Task description.
Track down each line below containing the string "black" and copy it.

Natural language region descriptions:
+++

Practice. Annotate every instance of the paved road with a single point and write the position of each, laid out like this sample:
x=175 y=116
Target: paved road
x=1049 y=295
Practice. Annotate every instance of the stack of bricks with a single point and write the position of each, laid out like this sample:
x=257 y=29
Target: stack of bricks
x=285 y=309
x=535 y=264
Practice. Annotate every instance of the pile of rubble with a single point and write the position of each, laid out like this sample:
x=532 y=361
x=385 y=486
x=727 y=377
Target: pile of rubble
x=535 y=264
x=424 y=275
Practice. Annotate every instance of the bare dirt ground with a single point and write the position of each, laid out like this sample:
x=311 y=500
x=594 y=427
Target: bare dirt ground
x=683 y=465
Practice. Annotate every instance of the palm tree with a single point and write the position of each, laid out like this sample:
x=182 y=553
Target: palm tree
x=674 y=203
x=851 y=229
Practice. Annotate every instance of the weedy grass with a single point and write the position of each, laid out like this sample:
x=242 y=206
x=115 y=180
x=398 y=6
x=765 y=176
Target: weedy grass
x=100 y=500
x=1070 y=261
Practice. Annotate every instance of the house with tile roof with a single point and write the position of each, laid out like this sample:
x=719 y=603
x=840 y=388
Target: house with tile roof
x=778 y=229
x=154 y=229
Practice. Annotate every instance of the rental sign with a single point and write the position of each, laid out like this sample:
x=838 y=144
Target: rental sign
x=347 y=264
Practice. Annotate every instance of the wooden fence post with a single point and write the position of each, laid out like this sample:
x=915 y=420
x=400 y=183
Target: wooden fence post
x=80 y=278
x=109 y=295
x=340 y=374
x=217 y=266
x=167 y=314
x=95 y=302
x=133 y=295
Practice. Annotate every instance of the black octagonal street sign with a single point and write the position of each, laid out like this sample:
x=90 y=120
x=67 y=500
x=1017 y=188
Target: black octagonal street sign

+++

The answer.
Practice. Annotate every instance of the black octagonal street sign with a single point and write the position of each, laid out like this sample:
Target: black octagonal street sign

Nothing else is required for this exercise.